* **Given records**:
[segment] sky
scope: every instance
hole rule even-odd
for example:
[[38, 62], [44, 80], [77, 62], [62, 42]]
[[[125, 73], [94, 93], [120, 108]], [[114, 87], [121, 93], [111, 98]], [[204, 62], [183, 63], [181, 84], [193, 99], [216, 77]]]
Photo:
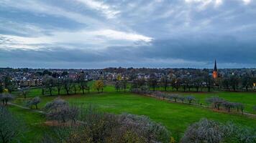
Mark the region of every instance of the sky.
[[256, 0], [1, 0], [0, 67], [256, 67]]

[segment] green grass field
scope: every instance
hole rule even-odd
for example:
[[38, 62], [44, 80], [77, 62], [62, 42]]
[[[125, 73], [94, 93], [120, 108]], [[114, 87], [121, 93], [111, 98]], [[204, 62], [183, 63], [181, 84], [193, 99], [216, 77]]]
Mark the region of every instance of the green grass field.
[[42, 124], [45, 122], [44, 115], [14, 106], [9, 106], [8, 109], [21, 121], [23, 134], [18, 137], [21, 142], [38, 142], [44, 134], [51, 132]]
[[[88, 106], [93, 104], [100, 110], [114, 113], [122, 114], [127, 112], [138, 115], [145, 115], [151, 119], [162, 123], [172, 133], [173, 137], [177, 139], [177, 132], [182, 133], [192, 123], [199, 121], [201, 118], [207, 118], [219, 121], [221, 122], [232, 122], [237, 124], [256, 128], [256, 118], [249, 117], [237, 113], [229, 114], [227, 112], [217, 112], [211, 109], [196, 107], [193, 105], [169, 103], [166, 101], [157, 100], [156, 99], [137, 95], [130, 92], [116, 92], [114, 88], [111, 86], [106, 86], [104, 89], [104, 93], [98, 94], [92, 89], [90, 94], [86, 93], [84, 95], [63, 95], [61, 98], [75, 105]], [[57, 93], [57, 92], [56, 92]], [[55, 94], [57, 94], [55, 93]], [[205, 99], [211, 96], [219, 96], [230, 102], [238, 102], [245, 104], [245, 110], [253, 113], [252, 107], [256, 104], [255, 93], [250, 92], [175, 92], [180, 95], [193, 95], [196, 98], [200, 99], [203, 104], [205, 103]], [[40, 96], [42, 102], [39, 104], [39, 108], [44, 107], [47, 102], [53, 100], [58, 96], [42, 96], [40, 89], [32, 89], [28, 94], [28, 99], [35, 96]], [[24, 105], [25, 99], [22, 97], [19, 97], [13, 102]], [[11, 107], [10, 109], [17, 116], [21, 117], [26, 124], [29, 125], [30, 132], [26, 134], [28, 137], [36, 137], [37, 134], [32, 130], [39, 132], [39, 137], [42, 137], [44, 131], [47, 130], [47, 127], [42, 127], [42, 125], [37, 125], [36, 123], [45, 121], [42, 115], [35, 114], [29, 110], [19, 109], [17, 107]], [[34, 139], [34, 140], [36, 139]]]
[[244, 104], [246, 112], [255, 114], [253, 106], [256, 105], [256, 92], [170, 92], [180, 95], [193, 95], [200, 103], [207, 105], [206, 99], [217, 96], [232, 102], [240, 102]]
[[[42, 108], [47, 102], [56, 97], [57, 96], [42, 97], [42, 102], [39, 107]], [[216, 112], [210, 109], [179, 103], [169, 103], [131, 93], [94, 93], [61, 97], [75, 105], [87, 106], [91, 104], [106, 112], [114, 114], [127, 112], [146, 115], [167, 127], [175, 136], [177, 136], [178, 131], [183, 132], [191, 124], [199, 121], [201, 118], [221, 122], [232, 122], [237, 124], [256, 127], [256, 119], [244, 115]], [[31, 120], [29, 119], [29, 122]]]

* **Exercise objective**:
Rewrite all of the records above, replacing each occurrence of "hole rule" with "fill rule" and leaving everything else unchanged. Omit the pictures from your answer.

* **The output**:
[segment] sky
scope: every instance
fill rule even-odd
for example:
[[38, 62], [44, 80], [77, 62], [62, 42]]
[[[125, 73], [94, 93], [120, 108]], [[114, 87], [121, 93], [111, 98]], [[204, 62], [183, 63], [181, 84], [193, 99], [216, 77]]]
Photo:
Mark the region of every instance of the sky.
[[256, 0], [1, 0], [0, 67], [256, 67]]

[segment] green grass field
scope: every instance
fill rule even-odd
for example:
[[38, 62], [44, 80], [77, 62], [62, 42]]
[[[125, 73], [94, 93], [120, 108]], [[114, 87], [121, 93], [111, 98]], [[204, 62], [183, 63], [181, 84], [193, 99], [216, 77]]]
Mark the region of every instance of the green grass field.
[[42, 124], [45, 122], [44, 115], [14, 106], [9, 106], [8, 109], [21, 121], [23, 134], [18, 137], [21, 142], [38, 142], [44, 134], [51, 132]]
[[[88, 106], [93, 104], [100, 110], [114, 113], [122, 114], [127, 112], [138, 115], [145, 115], [151, 119], [162, 123], [172, 133], [173, 137], [177, 139], [177, 132], [182, 133], [192, 123], [199, 121], [201, 118], [207, 118], [219, 121], [221, 122], [232, 122], [237, 124], [256, 128], [256, 118], [249, 117], [237, 113], [229, 114], [227, 112], [217, 112], [211, 109], [196, 107], [193, 105], [169, 103], [166, 101], [157, 100], [156, 99], [137, 95], [130, 92], [116, 92], [114, 88], [111, 86], [106, 86], [104, 89], [104, 93], [98, 94], [92, 89], [90, 94], [86, 93], [84, 95], [63, 95], [61, 98], [75, 105]], [[57, 93], [57, 92], [56, 92]], [[55, 94], [57, 94], [55, 93]], [[205, 99], [211, 96], [219, 96], [230, 102], [238, 102], [245, 104], [245, 110], [253, 113], [252, 107], [256, 104], [255, 93], [250, 92], [175, 92], [180, 95], [193, 95], [196, 98], [200, 99], [203, 104], [205, 103]], [[40, 96], [42, 102], [39, 104], [39, 108], [44, 107], [47, 102], [53, 100], [58, 96], [42, 96], [40, 89], [32, 89], [28, 94], [28, 99], [35, 96]], [[24, 105], [25, 99], [22, 97], [19, 97], [13, 102]], [[11, 107], [10, 109], [17, 116], [21, 117], [26, 124], [29, 125], [30, 132], [26, 134], [28, 137], [36, 137], [37, 134], [32, 130], [39, 132], [39, 137], [42, 137], [44, 131], [47, 130], [47, 127], [42, 127], [42, 125], [37, 125], [36, 123], [45, 121], [42, 115], [35, 114], [29, 110], [19, 109], [17, 107]], [[34, 139], [34, 140], [36, 139]]]
[[244, 104], [246, 112], [255, 114], [253, 106], [256, 105], [256, 92], [170, 92], [180, 95], [193, 95], [200, 103], [207, 105], [206, 99], [217, 96], [232, 102], [240, 102]]
[[[42, 108], [47, 102], [56, 97], [57, 96], [42, 97], [42, 102], [39, 107]], [[216, 112], [210, 109], [179, 103], [169, 103], [131, 93], [94, 93], [61, 97], [75, 105], [87, 106], [91, 104], [106, 112], [114, 114], [127, 112], [146, 115], [167, 127], [175, 136], [177, 136], [178, 131], [183, 132], [191, 124], [199, 121], [201, 118], [221, 122], [232, 122], [237, 124], [256, 127], [256, 119], [244, 115]], [[31, 120], [29, 119], [29, 122]]]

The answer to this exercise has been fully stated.